Give back the records in their entirety, exactly.

> _DATASET EXTRACT_

* * * *

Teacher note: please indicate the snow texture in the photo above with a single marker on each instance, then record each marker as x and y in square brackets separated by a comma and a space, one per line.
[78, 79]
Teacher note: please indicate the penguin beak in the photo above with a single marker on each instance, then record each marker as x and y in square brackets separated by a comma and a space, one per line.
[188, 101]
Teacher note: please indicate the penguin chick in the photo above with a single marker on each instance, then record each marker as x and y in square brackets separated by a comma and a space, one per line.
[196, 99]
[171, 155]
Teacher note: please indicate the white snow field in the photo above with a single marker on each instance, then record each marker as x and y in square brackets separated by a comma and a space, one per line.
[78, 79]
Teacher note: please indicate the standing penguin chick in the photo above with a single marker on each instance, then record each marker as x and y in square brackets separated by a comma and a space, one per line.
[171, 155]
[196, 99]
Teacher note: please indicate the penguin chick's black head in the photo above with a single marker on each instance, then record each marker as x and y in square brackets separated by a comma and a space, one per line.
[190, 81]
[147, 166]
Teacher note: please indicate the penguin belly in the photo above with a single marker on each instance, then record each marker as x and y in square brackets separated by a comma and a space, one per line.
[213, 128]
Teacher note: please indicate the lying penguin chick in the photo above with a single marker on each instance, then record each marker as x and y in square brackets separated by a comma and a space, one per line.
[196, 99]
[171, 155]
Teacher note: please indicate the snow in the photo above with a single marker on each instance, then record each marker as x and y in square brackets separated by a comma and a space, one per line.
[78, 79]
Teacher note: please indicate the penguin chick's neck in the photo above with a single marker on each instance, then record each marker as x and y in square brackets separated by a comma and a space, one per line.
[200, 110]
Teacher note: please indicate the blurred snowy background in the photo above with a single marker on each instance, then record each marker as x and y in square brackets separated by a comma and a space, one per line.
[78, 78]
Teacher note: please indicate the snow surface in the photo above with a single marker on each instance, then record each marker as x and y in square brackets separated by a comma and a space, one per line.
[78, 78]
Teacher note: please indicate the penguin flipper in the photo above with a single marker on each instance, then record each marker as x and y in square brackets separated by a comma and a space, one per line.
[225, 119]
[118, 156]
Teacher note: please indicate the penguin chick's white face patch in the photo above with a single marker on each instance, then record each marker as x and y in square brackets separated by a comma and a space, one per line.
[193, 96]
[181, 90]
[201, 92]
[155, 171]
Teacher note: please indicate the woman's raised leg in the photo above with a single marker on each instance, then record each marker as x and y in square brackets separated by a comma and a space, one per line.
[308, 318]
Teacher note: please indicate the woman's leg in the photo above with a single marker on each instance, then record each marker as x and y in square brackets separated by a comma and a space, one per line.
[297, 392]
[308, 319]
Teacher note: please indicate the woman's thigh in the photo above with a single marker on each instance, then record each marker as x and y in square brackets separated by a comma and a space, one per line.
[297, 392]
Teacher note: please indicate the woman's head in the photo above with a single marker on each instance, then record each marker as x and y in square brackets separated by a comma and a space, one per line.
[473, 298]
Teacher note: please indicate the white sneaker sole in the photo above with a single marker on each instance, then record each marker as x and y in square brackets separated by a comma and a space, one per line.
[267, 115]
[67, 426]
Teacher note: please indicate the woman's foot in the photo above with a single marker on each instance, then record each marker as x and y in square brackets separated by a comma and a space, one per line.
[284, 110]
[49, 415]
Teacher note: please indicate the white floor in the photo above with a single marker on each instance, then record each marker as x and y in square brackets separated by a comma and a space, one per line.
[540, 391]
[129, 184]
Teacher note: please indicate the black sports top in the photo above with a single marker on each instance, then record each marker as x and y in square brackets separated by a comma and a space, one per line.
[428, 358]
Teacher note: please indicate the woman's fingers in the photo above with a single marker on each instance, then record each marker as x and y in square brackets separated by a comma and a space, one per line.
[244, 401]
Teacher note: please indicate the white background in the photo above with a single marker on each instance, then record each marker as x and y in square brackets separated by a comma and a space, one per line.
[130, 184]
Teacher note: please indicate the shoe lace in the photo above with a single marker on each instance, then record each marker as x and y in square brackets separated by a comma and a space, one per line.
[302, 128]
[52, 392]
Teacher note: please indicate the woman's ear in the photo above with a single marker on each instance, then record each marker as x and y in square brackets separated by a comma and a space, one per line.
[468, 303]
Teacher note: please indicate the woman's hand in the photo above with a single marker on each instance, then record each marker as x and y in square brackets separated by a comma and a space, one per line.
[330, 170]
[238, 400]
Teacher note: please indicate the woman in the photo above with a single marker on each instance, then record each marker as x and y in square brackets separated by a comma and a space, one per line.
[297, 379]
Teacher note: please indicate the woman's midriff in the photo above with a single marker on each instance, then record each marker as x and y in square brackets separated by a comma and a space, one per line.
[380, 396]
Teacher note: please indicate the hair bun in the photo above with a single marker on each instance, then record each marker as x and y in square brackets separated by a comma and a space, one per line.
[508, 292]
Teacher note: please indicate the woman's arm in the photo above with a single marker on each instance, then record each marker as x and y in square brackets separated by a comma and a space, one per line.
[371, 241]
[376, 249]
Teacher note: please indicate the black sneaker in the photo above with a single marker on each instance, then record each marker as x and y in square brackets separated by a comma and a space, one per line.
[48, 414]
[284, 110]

* * * *

> _TASK RESPONSE_
Teacher note: please indicate the snow texture in the photo above with a single marker on each instance, then record each marker as x and y in square brackets separated by a comma and a space, one per line.
[78, 79]
Teacher note: please indicate the penguin beak in the photo above with a single marker on each instance, then record each marker as x and y in square brackets separated by a comma and a space, one per line.
[188, 101]
Teacher note: please indicate the penguin chick in the photo above with a single marker on each instance, then record each marker as x and y in square brackets separated by a comma and a space, one per line.
[196, 99]
[171, 155]
Teacher note: please indicate the white snow field in the photo above with a single marker on each instance, then record each marker as x and y in square brackets separated by a comma and a space, one per line.
[78, 79]
Teacher note: please indicate the standing penguin chick in the photo above with a single marker on each instance, then record each marker as x and y in square brackets separated by a comma and a space, one per line.
[171, 155]
[196, 99]
Teacher note: please indicate the penguin chick's black head in the photo above with a single marker on each instance, then record each marker as x and y in square brackets separated by a comma and a space, one per line.
[190, 81]
[147, 166]
Teacher note: please indicate the penguin belly in the photo above with a single marker on each instance, then record each marker as x and y in square brackets separated by a comma and a space, one per line.
[213, 128]
Teacher note: please indicate the lying penguin chick in the photo above with a single marker on each instance, then record each marker as x and y in square brackets separated by a comma and a space, one per line.
[196, 99]
[171, 155]
Teacher note: please indicate the snow in the photo above with a single marker on each instance, then record each marker as x and y in square brackets separated by a comma and a space, one per line.
[78, 79]
Teacher note: please indicate the penguin chick's neck in the photo above with a single marker on each instance, then record each marker as x and y in square brackets separated by a comma and a space, one per line.
[200, 110]
Teacher note: please indicate the blurred snowy background in the photo above with a single marker on each instance, then record each marker as x and y in square brackets separated by a comma and a space, one per line.
[78, 78]
Teacher note: please indicate the snow surface in the photo above with a single marker on each instance, then record each marker as x and y in square brackets separated by a comma and a space, one per line.
[78, 78]
Teacher note: please indicate the penguin flipper in the photo above with a single marker on each instance, then record each marker as x and y in square brackets separated by a comma and a space, one per line.
[225, 119]
[118, 156]
Teacher note: please indicate the penguin chick's white face patch in the photo above with a single marker on each instance, then record each marker as x and y in square brackets separated by a comma and a space, one per line.
[193, 96]
[181, 90]
[201, 92]
[155, 171]
Teacher note: please indicate the woman's raised leg in the photo above with a single marker on each instance, then record each marker as x and y in square brackets separated by a comma and a space, one per line.
[308, 318]
Teacher note: please indicate the woman's leg in the photo above with a single marker on each instance, then record each marker as x and y in square brackets separated by a comma and a space, one per line.
[297, 392]
[308, 319]
Teacher note: please indicate the woman's thigh in the photo above with a single marker on each instance, then record each marker as x and y in square brackets separated by a comma and a space, one per line.
[297, 392]
Teacher note: please indicate the woman's head in the photo above with a single marker on each instance, then record each marker as x and y in square brackets separated by a comma and a space, one per line.
[473, 298]
Teacher note: please indicate the white sneaker sole in the photo above with a single marker on each instance, then record each marker as x and y in square brackets separated by a comma and a space, one per line.
[267, 115]
[67, 426]
Teacher note: please indicate the woman's foot in the photo above with a single marker on each instance, then record each marker as x and y in square brackets separated by a comma and a space, one per line.
[284, 110]
[49, 415]
Teacher note: please indicate the white floor in the photo above with a single marker on each instance, then record each marker as x and y in square brackets separated by a comma and a space, one per line.
[540, 391]
[129, 184]
Teacher note: please indicate the black sports top in the photo above with a single marker on each instance, then record each marker as x and y in square brackets separated by a comma and a space, one per line.
[428, 358]
Teacher note: please indicate the woman's fingers in the photo above with a single marker on each instance, then record each marker as x and y in square brackets separated by a comma and a space, one per line.
[244, 401]
Teacher note: please indicate the white background in the photo above with a single marker on each instance, then record each marker as x and y in square brackets separated by a comma and a space, one per line.
[130, 184]
Teacher note: please indicate the shoe lace in the photo above with a single marker on each instance, then record each marker as x and y in square brackets separated by a comma and a space, one per line.
[302, 128]
[52, 392]
Teacher note: please indicate the woman's ear in the photo above with a single marker on each instance, then record each marker as x and y in square brackets separated by a comma and a space, one per line.
[468, 303]
Teacher note: please indicate the woman's hand in the photo above with a single marker on each instance, then record each marker as x and y in square brackets separated by a comma and a space, one per line.
[330, 170]
[238, 400]
Teacher note: please indicate the woman in the photo above with a single marker on each instance, then record each marker as x and y in square brackets separated by a comma and a space, one per line.
[297, 379]
Teacher note: please indicate the woman's midriff in the photo above with a single marker on each instance, then record each marker as x and y in square brackets separated by a comma and a space, one per line.
[380, 396]
Teacher note: please indicate the hair bun in the photo above with a single marker on each instance, then record each marker as x and y in square brackets separated by a comma and a space, one per line.
[508, 292]
Teacher note: please indicate the woman's arm in the photo above with a single marker on each instance, then record each marker as x and y in square brackets separated by a comma and a space, one per line.
[371, 241]
[376, 249]
Teacher note: please indicate the black sneaker in the photo above with a single marker on each instance, then record each marker as x and y in square brackets separated by a comma and a space, one per line.
[48, 414]
[284, 110]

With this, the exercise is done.